Excerpted text:
Content starts

# How do people keep lights on for long time and avoid algea?



## sagarjoshi (Jun 10, 2017)

I have 32g biocube. My filter also has denitrifying bacteria, so I always have 0 ammonia, nitrites and nitrates.

I wouldn’t say my tank is densely planted but it’s moderate. I have anubias, Java moss and dwarf baby tears in my tank. I keep lights on for about 6 hours and start getting algea by end of two weeks.

Is it possible to keep lights on for longer time and keep algea off?


Sent from my iPhone using Tapatalk


----------



## tamsin (Jan 12, 2011)

Floating plants, they cut out some of the light below but still leave enough to light the tank. You could also dim the light in some way e.g. move it farther away, frost the top glass etc.


----------



## hivemindhermit (Oct 19, 2017)

Another option is to split the photoperiod. Keep the lights on for a few hours in the morning and evening, leaving them off mid-day (or whenever you're usually not by the tank). 

Sent from my Pixel using Tapatalk


----------



## Kubla (Jan 5, 2014)

Zero nitrates with plants is a problem.


----------



## sagarjoshi (Jun 10, 2017)

Kubla said:


> Zero nitrates with plants is a problem.




Can you elaborate?


Sent from my iPhone using Tapatalk


----------



## Quagulator (May 4, 2015)

sagarjoshi said:


> Can you elaborate?
> 
> 
> Sent from my iPhone using Tapatalk


Macro nutrients are used in large quantities by plants. They include nitrogen, phosphorous and potassium. Plant available forms of Nitrogen are ammonia (bad for our tanks, and always at 0 in a cycled tank) leaving nitrate nitrogen as the main source for plants. so having nitrates in the tank means it is not the limiting factor in your plants ability to perform its daily functions.


----------



## jellopuddinpop (Dec 12, 2016)

sagarjoshi said:


> Can you elaborate?
> 
> 
> Sent from my iPhone using Tapatalk


Plants need Nitrate to grow. Most keep their Nitrate levels between 10 and 20 ppm.


----------



## sagarjoshi (Jun 10, 2017)

Sine I have denitrifying bacteria there are no nitrates. Do I need to supply nitrogen in form of fertilizer?


Sent from my iPhone using Tapatalk


----------



## Quagulator (May 4, 2015)

sagarjoshi said:


> Sine I have denitrifying bacteria there are no nitrates. Do I need to supply nitrogen in form of fertilizer?
> 
> 
> Sent from my iPhone using Tapatalk


Nitrogen is a highly mobile nutrient and does not bind to soil particles very well. If you add fertilizer microbes will utilize the nitrogen and release it as ammonia (which is converted to nitrate) or as nitrate which will be utilized by your denitrifying bacteria. 

What is your source of the denitrifying bacteria? Usually they exist in extremely low oxygen environments, and operate anaerobically.


----------



## IntotheWRX (May 13, 2016)

sagarjoshi said:


> I have 32g biocube. My filter also has denitrifying bacteria, so I always have 0 ammonia, nitrites and nitrates.
> 
> I wouldn’t say my tank is densely planted but it’s moderate. I have anubias, Java moss and dwarf baby tears in my tank. I keep lights on for about 6 hours and start getting algea by end of two weeks.
> 
> ...

Content ends

Problem set:
a. Decide whether each statement agrees with the forum thread on aquarium lighting and algae. Answer yes or no for each and quote the words from the thread that settle it.
(i) The original poster keeps the lights on for about 6 hours.
(ii) jellopuddinpop says most people keep their nitrate levels between 5 and 10 ppm.
(iii) Quagulator says denitrifying bacteria usually live in extremely low oxygen environments.
b. Extend the forum thread on aquarium lighting and algae from the point where it stops.
The data after this comes from a separate source.

Input data:

Content starts

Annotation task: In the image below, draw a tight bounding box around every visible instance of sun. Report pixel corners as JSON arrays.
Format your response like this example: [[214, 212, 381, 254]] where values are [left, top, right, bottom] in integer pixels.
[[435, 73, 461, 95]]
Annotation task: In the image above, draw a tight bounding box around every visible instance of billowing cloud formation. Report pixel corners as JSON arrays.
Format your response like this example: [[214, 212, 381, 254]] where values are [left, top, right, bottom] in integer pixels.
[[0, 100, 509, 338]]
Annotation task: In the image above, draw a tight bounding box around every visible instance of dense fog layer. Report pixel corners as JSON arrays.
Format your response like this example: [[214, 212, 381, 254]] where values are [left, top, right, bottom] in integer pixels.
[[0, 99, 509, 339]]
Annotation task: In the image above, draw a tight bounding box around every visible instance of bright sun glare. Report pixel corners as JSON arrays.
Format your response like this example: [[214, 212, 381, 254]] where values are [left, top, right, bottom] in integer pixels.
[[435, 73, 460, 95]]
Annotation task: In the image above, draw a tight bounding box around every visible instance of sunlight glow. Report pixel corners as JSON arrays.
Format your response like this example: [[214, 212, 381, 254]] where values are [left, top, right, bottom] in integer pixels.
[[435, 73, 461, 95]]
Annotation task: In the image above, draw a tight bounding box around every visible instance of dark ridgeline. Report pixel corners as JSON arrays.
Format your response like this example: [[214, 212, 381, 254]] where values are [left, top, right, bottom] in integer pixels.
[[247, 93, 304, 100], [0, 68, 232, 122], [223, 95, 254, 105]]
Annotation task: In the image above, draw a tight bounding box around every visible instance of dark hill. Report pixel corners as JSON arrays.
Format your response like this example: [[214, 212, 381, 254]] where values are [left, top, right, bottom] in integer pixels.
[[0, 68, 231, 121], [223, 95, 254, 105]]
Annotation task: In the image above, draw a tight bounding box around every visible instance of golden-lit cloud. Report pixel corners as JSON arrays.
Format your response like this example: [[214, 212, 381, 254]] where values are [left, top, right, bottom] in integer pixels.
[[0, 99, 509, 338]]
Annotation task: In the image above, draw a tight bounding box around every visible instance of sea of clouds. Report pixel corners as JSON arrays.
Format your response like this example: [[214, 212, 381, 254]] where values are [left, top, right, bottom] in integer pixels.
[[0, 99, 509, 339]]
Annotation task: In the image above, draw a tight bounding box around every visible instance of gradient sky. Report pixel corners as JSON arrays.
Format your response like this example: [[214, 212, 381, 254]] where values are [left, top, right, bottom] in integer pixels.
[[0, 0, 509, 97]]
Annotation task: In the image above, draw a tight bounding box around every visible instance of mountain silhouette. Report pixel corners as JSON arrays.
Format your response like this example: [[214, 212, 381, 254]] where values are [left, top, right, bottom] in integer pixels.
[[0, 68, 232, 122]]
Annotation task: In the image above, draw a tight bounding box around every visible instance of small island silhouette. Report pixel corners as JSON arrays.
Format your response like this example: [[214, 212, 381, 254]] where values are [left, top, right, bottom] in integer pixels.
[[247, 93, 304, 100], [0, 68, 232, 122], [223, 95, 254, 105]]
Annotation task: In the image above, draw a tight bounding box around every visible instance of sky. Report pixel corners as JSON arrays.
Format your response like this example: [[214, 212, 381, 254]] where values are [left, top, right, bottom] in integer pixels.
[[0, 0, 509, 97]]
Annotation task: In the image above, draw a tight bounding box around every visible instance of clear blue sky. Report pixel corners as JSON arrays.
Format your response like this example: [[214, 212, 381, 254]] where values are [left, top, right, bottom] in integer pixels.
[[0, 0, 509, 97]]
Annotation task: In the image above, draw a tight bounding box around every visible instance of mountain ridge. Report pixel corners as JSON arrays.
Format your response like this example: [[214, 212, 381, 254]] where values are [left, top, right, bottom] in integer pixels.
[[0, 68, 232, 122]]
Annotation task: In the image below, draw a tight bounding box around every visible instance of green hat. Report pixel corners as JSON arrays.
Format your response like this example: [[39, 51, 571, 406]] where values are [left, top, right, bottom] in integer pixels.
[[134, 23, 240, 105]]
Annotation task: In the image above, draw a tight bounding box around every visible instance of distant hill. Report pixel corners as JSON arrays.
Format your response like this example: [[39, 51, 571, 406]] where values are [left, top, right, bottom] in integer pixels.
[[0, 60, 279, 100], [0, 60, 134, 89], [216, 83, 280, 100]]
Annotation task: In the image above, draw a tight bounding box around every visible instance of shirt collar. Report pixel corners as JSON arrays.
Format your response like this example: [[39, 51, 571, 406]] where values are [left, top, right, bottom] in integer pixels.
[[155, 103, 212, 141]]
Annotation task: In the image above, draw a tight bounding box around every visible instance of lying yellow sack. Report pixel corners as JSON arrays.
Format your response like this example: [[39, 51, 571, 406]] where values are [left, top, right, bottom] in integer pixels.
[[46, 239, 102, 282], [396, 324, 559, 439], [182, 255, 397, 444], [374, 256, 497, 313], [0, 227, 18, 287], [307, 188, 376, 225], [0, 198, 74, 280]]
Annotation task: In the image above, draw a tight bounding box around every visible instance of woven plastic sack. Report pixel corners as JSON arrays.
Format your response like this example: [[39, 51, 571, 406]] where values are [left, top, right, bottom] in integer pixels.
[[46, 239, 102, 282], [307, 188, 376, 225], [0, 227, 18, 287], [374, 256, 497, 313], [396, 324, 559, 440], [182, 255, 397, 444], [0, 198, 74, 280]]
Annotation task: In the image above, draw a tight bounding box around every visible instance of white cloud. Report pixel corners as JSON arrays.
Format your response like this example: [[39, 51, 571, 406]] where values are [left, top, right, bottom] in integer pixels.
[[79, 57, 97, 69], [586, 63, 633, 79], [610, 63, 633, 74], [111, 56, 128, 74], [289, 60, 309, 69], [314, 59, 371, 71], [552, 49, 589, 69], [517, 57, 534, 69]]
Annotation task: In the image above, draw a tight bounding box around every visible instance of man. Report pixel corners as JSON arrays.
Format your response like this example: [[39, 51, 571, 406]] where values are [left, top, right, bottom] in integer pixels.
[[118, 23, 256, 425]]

Content ends

Answers to the tasks:
a.
(i) Yes: "I keep lights on for about 6 hours"
(ii) No: "Most keep their Nitrate levels between 10 and 20 ppm."
(iii) Yes: "Usually they exist in extremely low oxygen environments, and operate anaerobically."

b.
the plants you have are low light plants. they dont need much lights to do well. 

adjust the lights to your plants/tank. if you try to force your tank to high light then the algae will win.


----------



## Kubla (Jan 5, 2014)

Dwarf baby tears, Hemianthus callitrichoides, is not a low light plant. I don't have any experience with it but most list it as a high light plant. 

In order to get any kind of educated advice you're going to have to give more info about your situation. What kind of algae are you dealing with? What lights are you using? What kind of circulation/filtration do you have in the tank? What kind of nutrition are you providing for the plants? CO2? Excel? You can't hardly give too much info. Water temp, KH, GH, PH, substrate type, fish load, water change % and frequency and the age of the setup are good to know too.

With zero nitrates you aren't providing proper nutrition for your plants or algae. Unfortunately, algae will outperform plants when conditions are poor.


----------



## KayakJimW (Aug 12, 2016)

sagarjoshi said:


> Sine I have denitrifying bacteria there are no nitrates. Do I need to supply nitrogen in form of fertilizer?


Nitrates are actually the waste product of the bacteria. They turn Nitrites into Nitrates. Water changes and plants remove Nitrates.

To super simplify things: having some Nitrates will allow the more advanced plants to thrive and outcompete the lesser advanced algae and starve it. With what you have, I would look into an "all in one" fert like one of @nilocg's Thrive fertilizers and start with about a half dose and ease into it


----------



## hivemindhermit (Oct 19, 2017)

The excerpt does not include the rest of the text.